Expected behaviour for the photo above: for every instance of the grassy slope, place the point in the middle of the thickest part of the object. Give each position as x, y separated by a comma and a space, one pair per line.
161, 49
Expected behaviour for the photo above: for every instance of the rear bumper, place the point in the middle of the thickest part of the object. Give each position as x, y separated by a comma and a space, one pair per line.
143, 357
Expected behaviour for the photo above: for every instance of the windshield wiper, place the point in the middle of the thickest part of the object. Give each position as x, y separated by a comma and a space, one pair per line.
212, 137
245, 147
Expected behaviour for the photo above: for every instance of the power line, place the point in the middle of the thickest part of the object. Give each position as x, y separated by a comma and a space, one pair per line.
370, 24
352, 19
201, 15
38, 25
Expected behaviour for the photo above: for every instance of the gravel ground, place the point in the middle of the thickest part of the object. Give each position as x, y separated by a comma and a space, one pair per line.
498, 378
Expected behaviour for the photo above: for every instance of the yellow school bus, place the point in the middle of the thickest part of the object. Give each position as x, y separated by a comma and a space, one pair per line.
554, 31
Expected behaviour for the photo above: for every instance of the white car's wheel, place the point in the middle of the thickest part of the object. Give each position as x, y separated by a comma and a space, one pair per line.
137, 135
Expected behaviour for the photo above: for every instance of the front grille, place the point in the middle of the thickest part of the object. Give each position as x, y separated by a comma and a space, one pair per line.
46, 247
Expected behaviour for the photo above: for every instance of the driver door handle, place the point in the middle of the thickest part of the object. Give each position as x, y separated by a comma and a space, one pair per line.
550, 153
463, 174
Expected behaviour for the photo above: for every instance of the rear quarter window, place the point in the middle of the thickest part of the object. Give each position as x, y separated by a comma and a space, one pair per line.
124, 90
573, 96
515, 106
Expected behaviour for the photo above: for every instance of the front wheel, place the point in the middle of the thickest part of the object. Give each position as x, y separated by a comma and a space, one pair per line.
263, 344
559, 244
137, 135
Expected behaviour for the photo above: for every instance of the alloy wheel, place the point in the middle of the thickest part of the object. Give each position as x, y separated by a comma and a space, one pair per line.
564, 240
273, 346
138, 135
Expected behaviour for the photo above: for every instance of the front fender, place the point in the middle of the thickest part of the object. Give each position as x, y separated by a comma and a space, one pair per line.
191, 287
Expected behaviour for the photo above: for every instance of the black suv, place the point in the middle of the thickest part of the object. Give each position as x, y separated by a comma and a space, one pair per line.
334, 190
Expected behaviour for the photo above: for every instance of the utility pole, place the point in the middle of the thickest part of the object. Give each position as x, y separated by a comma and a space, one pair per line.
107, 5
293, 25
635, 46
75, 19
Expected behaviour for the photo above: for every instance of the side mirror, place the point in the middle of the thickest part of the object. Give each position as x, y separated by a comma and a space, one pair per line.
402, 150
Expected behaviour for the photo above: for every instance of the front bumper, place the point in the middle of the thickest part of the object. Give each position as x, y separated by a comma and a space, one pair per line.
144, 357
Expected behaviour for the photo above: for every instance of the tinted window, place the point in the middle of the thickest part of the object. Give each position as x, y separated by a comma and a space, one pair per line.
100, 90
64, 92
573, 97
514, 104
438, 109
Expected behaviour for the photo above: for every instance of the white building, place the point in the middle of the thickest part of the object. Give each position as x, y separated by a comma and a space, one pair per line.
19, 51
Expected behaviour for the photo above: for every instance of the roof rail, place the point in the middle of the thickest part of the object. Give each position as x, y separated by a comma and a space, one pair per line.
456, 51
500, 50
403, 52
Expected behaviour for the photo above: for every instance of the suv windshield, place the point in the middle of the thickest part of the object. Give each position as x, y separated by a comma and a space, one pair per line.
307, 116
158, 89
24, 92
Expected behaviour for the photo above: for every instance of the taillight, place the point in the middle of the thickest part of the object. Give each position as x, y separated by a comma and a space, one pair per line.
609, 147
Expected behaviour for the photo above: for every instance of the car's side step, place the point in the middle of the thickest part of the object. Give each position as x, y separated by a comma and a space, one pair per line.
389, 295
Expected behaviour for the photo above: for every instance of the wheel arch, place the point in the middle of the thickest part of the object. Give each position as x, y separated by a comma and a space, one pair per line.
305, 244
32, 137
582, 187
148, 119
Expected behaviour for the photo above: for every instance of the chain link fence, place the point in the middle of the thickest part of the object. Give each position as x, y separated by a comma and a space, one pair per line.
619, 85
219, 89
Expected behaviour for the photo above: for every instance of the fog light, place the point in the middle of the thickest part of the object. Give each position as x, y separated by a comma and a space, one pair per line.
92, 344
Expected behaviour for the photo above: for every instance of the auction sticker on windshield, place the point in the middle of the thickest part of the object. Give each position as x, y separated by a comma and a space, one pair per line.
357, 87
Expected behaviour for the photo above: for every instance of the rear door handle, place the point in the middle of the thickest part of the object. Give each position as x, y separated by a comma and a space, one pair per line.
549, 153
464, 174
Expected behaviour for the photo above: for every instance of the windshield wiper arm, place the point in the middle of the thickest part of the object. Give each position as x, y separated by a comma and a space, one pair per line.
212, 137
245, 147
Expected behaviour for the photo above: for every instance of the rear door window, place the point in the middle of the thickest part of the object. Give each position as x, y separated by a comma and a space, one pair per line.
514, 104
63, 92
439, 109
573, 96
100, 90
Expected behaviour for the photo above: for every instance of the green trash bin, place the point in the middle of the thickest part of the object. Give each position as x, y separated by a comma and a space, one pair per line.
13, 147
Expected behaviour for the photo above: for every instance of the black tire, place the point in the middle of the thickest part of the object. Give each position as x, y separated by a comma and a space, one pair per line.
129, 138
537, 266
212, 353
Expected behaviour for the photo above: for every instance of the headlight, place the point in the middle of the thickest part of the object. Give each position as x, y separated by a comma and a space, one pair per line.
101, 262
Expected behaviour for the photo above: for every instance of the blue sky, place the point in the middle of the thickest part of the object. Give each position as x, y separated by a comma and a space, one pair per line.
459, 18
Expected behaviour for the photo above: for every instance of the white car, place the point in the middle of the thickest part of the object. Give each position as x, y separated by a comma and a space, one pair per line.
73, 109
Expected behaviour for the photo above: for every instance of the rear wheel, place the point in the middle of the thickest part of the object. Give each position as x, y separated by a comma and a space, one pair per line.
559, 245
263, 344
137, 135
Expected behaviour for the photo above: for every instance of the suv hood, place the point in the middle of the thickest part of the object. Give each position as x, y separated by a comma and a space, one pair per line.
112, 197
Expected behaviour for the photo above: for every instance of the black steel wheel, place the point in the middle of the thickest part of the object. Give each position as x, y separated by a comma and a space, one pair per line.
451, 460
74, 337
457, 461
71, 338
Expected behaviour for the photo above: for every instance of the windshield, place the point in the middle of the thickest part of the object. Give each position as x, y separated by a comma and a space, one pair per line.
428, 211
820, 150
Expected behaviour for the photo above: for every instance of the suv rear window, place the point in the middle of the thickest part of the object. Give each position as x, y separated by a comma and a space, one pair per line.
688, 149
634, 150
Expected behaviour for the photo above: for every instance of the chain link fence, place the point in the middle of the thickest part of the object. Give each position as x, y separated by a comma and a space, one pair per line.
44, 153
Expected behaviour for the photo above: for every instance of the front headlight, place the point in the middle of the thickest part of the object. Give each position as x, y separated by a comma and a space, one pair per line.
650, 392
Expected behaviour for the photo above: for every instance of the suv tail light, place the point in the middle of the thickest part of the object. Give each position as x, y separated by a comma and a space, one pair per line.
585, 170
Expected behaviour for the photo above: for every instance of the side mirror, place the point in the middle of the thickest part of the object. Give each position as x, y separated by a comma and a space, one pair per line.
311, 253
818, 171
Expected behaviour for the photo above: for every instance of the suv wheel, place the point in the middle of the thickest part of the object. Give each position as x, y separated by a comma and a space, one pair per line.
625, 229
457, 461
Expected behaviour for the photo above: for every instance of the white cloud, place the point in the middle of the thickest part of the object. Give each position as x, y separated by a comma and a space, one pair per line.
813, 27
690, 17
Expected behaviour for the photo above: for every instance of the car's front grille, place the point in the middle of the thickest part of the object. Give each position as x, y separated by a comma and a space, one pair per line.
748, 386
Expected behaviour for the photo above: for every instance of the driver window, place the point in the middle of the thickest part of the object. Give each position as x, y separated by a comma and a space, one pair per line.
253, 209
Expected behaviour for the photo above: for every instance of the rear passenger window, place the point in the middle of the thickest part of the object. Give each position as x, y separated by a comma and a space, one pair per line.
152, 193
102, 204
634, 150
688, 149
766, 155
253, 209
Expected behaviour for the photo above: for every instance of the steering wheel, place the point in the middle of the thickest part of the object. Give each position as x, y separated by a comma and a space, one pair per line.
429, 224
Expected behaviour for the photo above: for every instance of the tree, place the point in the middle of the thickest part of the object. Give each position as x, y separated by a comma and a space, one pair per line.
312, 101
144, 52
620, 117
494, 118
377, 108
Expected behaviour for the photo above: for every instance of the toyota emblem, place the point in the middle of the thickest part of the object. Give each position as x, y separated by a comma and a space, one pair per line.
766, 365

_ _ _ _ _

_What is asked_
Take every line from the one containing "white cloud, place" to the end of the listing and output it exactly, with nothing else.

_Response to this exercise_
Expected behaviour for the photo above: for every instance of the white cloud, place the point in the middle of the thickest part of the object. Give each position as x, y separated by a comma and a space, one pair per line.
813, 27
690, 17
Expected behaviour for the photo above: for every instance of the car's front grille, place the point in the middle of the thickest part of the object. Give each position as x, y separated by a comma and a space, one pair per line.
748, 386
Expected behaviour for the photo above: for every instance of the driver window, place the point in the middle of the thickest part of the object. Give each position as x, y separated by a comma and a space, one pair per line.
253, 209
Expected behaviour for the photo above: for every instance of the rear passenger window, place the point in the middle of the thickest part of the object. Give each position as x, y separated by a comma and a space, one pair per line.
152, 193
102, 204
634, 150
688, 149
766, 155
253, 209
Expected behaviour for the photo above: for every instance of the steering wheel, place the point in the middle of the thickest part of the object. Give each position as x, y separated by a comma and a space, one pair per line.
429, 224
Expected behaviour for the photo above: for every instance of the tree, place the point in the middle of the thickest part of the object. Give each position as x, y separated by a comma and a space, one pair per line.
312, 101
144, 52
620, 117
494, 118
377, 108
Expected behaviour for the photo above: for every instance of the toyota emblem, place the point in the middle of the thickest part of the object. Give each position as x, y separated by a comma and a space, one pair per line.
766, 365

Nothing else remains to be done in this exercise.